**TASK STATEMENT**
Return the line that has "point: purple knit" and all lines below it through the last, exactly as they stand; omit pictures.
=== SOURCE INFORMATION ===
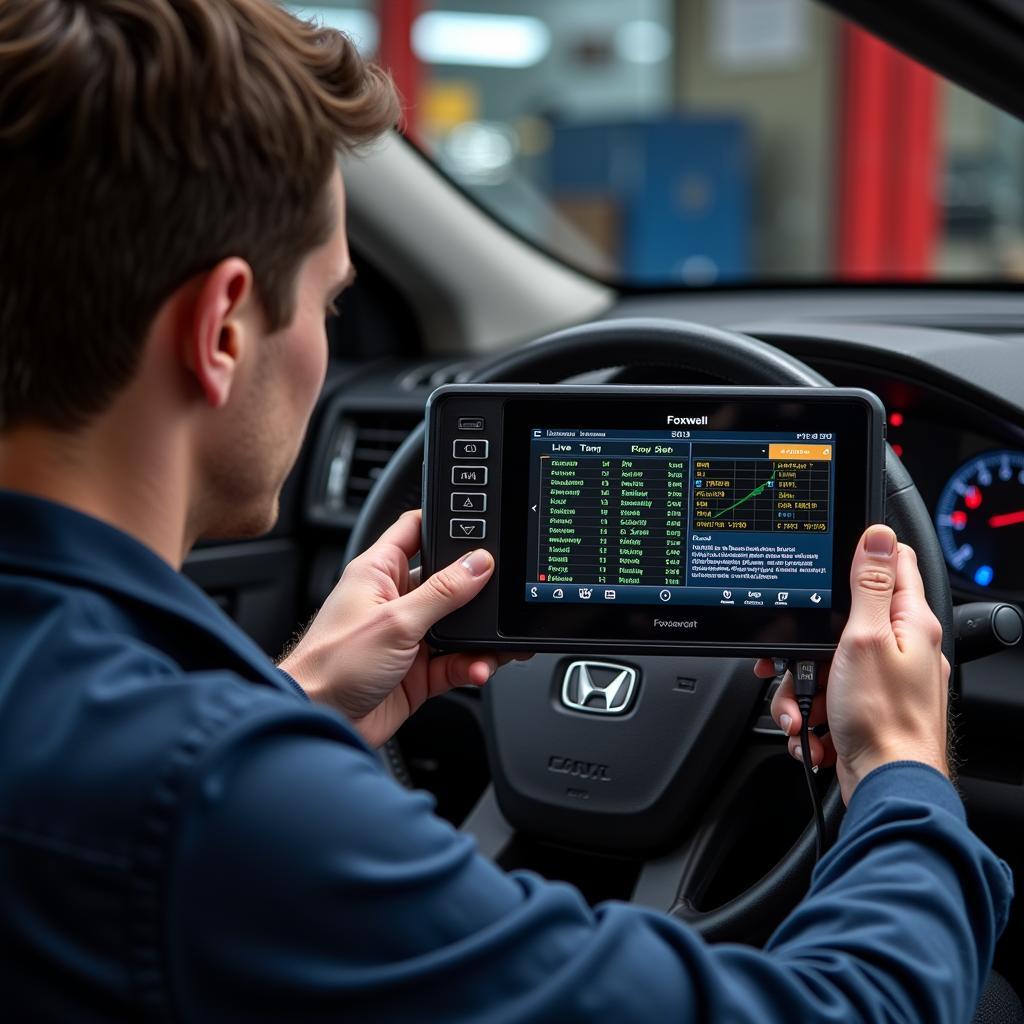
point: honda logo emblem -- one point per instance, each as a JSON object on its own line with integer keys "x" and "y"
{"x": 599, "y": 687}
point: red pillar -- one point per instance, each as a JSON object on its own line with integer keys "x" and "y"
{"x": 889, "y": 162}
{"x": 394, "y": 51}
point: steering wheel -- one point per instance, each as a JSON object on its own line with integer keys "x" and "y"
{"x": 630, "y": 783}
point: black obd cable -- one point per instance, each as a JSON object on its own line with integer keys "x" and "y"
{"x": 805, "y": 688}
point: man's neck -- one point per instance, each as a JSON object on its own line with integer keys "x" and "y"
{"x": 120, "y": 477}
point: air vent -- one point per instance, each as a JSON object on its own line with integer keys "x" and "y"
{"x": 360, "y": 446}
{"x": 431, "y": 375}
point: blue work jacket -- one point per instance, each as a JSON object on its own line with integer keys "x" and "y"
{"x": 184, "y": 836}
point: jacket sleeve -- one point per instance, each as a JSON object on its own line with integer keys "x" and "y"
{"x": 304, "y": 885}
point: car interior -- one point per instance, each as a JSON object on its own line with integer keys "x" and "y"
{"x": 843, "y": 182}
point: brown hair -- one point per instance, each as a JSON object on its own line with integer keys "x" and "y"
{"x": 141, "y": 141}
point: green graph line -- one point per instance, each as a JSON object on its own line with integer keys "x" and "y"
{"x": 759, "y": 489}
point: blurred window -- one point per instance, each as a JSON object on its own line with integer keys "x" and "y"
{"x": 705, "y": 141}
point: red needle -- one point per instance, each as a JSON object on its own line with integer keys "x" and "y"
{"x": 1007, "y": 519}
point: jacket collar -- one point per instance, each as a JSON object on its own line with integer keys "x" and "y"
{"x": 40, "y": 538}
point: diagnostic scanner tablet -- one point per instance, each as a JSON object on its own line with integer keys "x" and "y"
{"x": 652, "y": 519}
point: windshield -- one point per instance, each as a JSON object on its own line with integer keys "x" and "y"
{"x": 698, "y": 142}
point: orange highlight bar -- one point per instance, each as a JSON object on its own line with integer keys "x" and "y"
{"x": 811, "y": 453}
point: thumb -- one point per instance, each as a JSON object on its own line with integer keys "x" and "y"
{"x": 872, "y": 579}
{"x": 440, "y": 594}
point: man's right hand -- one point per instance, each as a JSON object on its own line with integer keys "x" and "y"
{"x": 885, "y": 694}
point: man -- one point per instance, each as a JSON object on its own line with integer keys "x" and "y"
{"x": 187, "y": 830}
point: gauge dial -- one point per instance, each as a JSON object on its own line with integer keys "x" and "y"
{"x": 980, "y": 520}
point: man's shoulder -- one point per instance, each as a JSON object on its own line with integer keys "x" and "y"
{"x": 102, "y": 725}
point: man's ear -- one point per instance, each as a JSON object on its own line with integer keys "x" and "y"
{"x": 216, "y": 333}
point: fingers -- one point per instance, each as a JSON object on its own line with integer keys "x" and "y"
{"x": 785, "y": 712}
{"x": 440, "y": 594}
{"x": 403, "y": 532}
{"x": 872, "y": 581}
{"x": 449, "y": 671}
{"x": 913, "y": 621}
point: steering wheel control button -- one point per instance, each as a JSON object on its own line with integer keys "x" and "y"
{"x": 466, "y": 501}
{"x": 468, "y": 529}
{"x": 476, "y": 475}
{"x": 469, "y": 448}
{"x": 1007, "y": 625}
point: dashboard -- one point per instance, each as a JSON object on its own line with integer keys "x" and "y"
{"x": 969, "y": 467}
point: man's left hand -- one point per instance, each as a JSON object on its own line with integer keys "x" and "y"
{"x": 364, "y": 653}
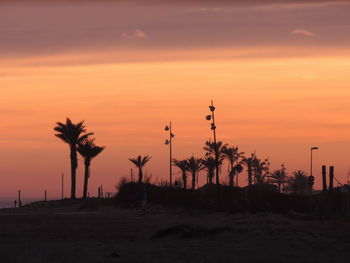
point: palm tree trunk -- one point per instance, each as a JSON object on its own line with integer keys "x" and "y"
{"x": 184, "y": 179}
{"x": 74, "y": 164}
{"x": 210, "y": 177}
{"x": 231, "y": 175}
{"x": 86, "y": 179}
{"x": 249, "y": 177}
{"x": 193, "y": 180}
{"x": 140, "y": 175}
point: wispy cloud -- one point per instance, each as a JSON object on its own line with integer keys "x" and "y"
{"x": 135, "y": 34}
{"x": 302, "y": 32}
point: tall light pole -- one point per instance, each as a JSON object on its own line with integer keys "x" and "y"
{"x": 213, "y": 127}
{"x": 312, "y": 149}
{"x": 169, "y": 142}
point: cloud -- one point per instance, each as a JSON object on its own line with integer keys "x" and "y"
{"x": 136, "y": 34}
{"x": 302, "y": 32}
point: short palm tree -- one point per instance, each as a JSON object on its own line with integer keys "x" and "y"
{"x": 209, "y": 164}
{"x": 233, "y": 156}
{"x": 279, "y": 177}
{"x": 194, "y": 166}
{"x": 298, "y": 184}
{"x": 140, "y": 162}
{"x": 182, "y": 165}
{"x": 72, "y": 134}
{"x": 88, "y": 150}
{"x": 261, "y": 170}
{"x": 216, "y": 149}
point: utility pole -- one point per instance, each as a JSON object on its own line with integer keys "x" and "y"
{"x": 170, "y": 143}
{"x": 62, "y": 186}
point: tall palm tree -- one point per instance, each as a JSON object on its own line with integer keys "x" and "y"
{"x": 182, "y": 165}
{"x": 72, "y": 134}
{"x": 279, "y": 177}
{"x": 88, "y": 150}
{"x": 194, "y": 166}
{"x": 249, "y": 163}
{"x": 233, "y": 156}
{"x": 140, "y": 162}
{"x": 216, "y": 149}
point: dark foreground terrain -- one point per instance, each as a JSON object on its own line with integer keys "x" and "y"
{"x": 68, "y": 232}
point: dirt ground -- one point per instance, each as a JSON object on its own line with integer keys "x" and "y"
{"x": 120, "y": 235}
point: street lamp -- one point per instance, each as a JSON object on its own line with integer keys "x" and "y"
{"x": 169, "y": 142}
{"x": 312, "y": 149}
{"x": 211, "y": 117}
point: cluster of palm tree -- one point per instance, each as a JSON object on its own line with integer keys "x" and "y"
{"x": 78, "y": 140}
{"x": 258, "y": 170}
{"x": 210, "y": 163}
{"x": 297, "y": 183}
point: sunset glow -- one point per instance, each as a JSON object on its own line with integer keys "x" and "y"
{"x": 278, "y": 75}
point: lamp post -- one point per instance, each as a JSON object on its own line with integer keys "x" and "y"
{"x": 312, "y": 149}
{"x": 169, "y": 142}
{"x": 211, "y": 117}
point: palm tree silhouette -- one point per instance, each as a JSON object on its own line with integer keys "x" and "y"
{"x": 279, "y": 177}
{"x": 182, "y": 165}
{"x": 209, "y": 164}
{"x": 140, "y": 162}
{"x": 72, "y": 134}
{"x": 194, "y": 166}
{"x": 299, "y": 183}
{"x": 261, "y": 170}
{"x": 249, "y": 163}
{"x": 233, "y": 156}
{"x": 88, "y": 150}
{"x": 215, "y": 149}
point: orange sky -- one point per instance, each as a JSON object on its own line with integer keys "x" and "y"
{"x": 277, "y": 99}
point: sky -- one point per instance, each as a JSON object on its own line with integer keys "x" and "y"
{"x": 278, "y": 72}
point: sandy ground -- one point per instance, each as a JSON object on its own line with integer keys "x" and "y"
{"x": 120, "y": 235}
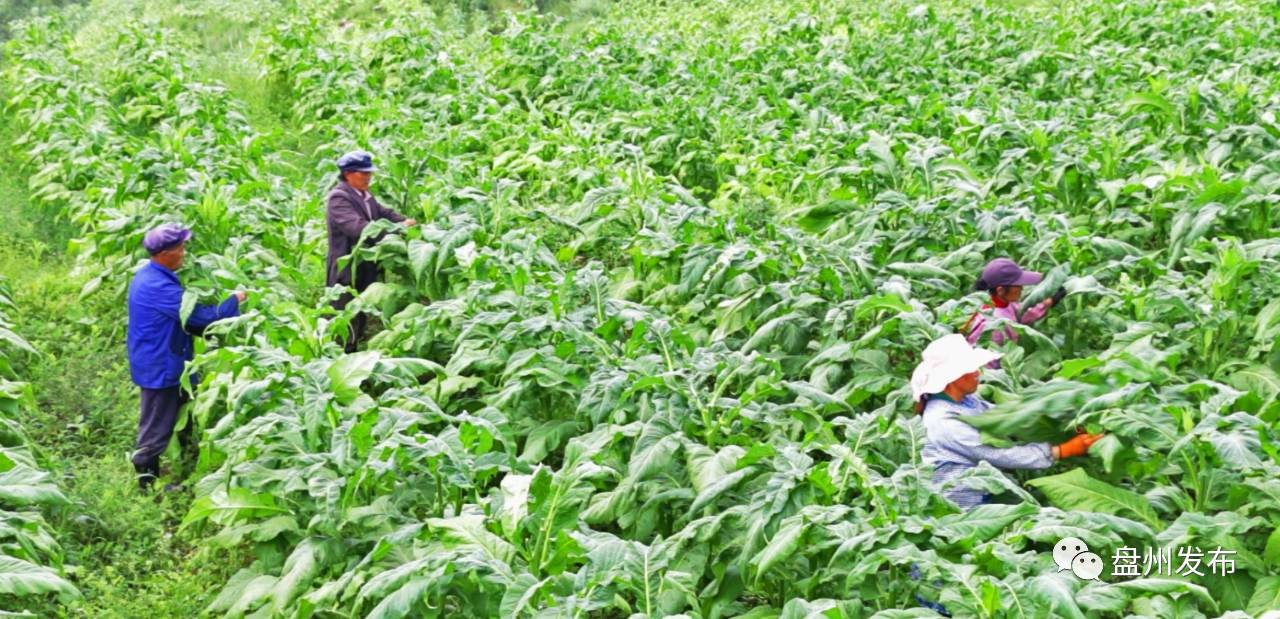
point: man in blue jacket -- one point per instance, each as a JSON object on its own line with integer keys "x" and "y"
{"x": 159, "y": 345}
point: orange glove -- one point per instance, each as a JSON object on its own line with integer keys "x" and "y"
{"x": 1078, "y": 445}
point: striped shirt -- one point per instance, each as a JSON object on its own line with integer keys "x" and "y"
{"x": 954, "y": 446}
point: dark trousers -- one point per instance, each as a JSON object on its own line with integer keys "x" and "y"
{"x": 359, "y": 322}
{"x": 366, "y": 274}
{"x": 155, "y": 427}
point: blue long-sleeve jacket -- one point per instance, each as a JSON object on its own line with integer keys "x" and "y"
{"x": 159, "y": 347}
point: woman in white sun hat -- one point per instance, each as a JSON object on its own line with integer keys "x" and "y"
{"x": 944, "y": 388}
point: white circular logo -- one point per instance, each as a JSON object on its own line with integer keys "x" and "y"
{"x": 1087, "y": 565}
{"x": 1065, "y": 550}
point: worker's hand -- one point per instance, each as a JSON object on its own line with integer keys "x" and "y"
{"x": 1078, "y": 445}
{"x": 1057, "y": 297}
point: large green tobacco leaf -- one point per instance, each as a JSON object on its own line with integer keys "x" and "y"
{"x": 22, "y": 578}
{"x": 1168, "y": 586}
{"x": 348, "y": 371}
{"x": 1042, "y": 413}
{"x": 23, "y": 485}
{"x": 1077, "y": 490}
{"x": 1266, "y": 596}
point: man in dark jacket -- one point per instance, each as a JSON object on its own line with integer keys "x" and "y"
{"x": 160, "y": 345}
{"x": 350, "y": 209}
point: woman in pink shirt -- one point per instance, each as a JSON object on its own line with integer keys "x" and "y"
{"x": 1004, "y": 279}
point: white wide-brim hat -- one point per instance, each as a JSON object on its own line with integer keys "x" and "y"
{"x": 944, "y": 361}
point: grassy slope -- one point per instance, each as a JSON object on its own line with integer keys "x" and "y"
{"x": 124, "y": 550}
{"x": 120, "y": 546}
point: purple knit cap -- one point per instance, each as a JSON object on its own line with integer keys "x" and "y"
{"x": 1006, "y": 273}
{"x": 165, "y": 237}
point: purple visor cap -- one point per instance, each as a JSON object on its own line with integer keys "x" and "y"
{"x": 164, "y": 237}
{"x": 1006, "y": 273}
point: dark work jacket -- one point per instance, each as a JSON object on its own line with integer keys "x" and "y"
{"x": 347, "y": 219}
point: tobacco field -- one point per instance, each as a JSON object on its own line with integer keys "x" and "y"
{"x": 647, "y": 352}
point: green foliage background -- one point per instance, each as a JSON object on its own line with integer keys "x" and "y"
{"x": 648, "y": 352}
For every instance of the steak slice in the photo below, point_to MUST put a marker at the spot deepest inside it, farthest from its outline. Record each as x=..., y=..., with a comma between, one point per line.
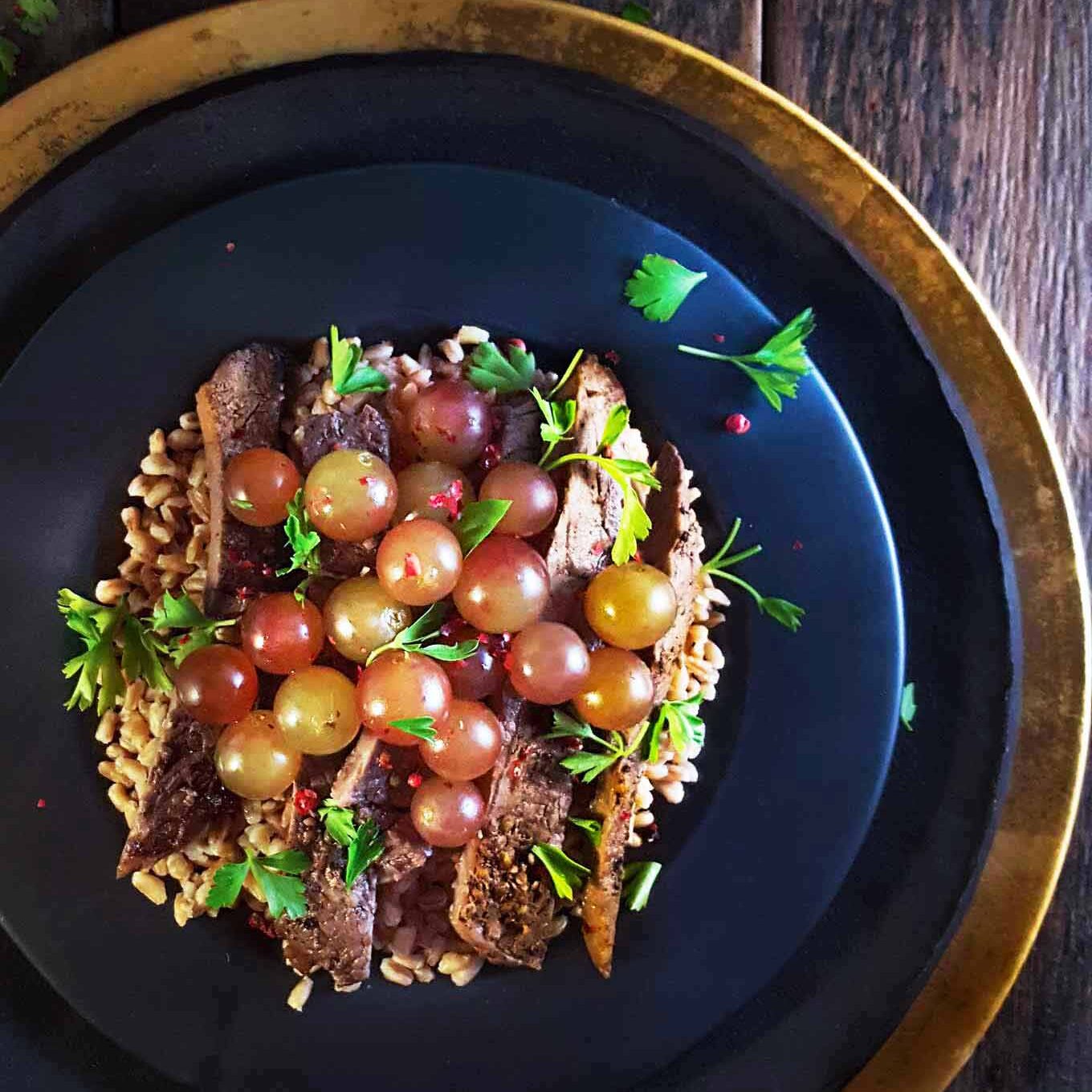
===
**TASK RESULT**
point: purple knit cap -- one point per instance, each as a JSON object on its own line with integer keys "x" and "y"
{"x": 1006, "y": 273}
{"x": 165, "y": 237}
point: purple visor cap -- one point per instance, each as a JSON object on its own line with integer keys "x" and "y"
{"x": 164, "y": 237}
{"x": 1006, "y": 273}
point: dark work jacket -- one point per instance, each as a JSON object on its own line with integer keys "x" and "y"
{"x": 347, "y": 219}
point: tobacco field -- one point per instance, each as a JSON object on its own line with integer keys "x" and "y"
{"x": 647, "y": 352}
point: green foliage background -- one point per instance, each as a JSON object on its own line with integer keys "x" and "y"
{"x": 648, "y": 352}
For every instance of the steak slice in the photo below, point_to MUST put a marker at the spot deepest inside it, farthest from its outline. Record each as x=..., y=..., with a comma between, one point per line.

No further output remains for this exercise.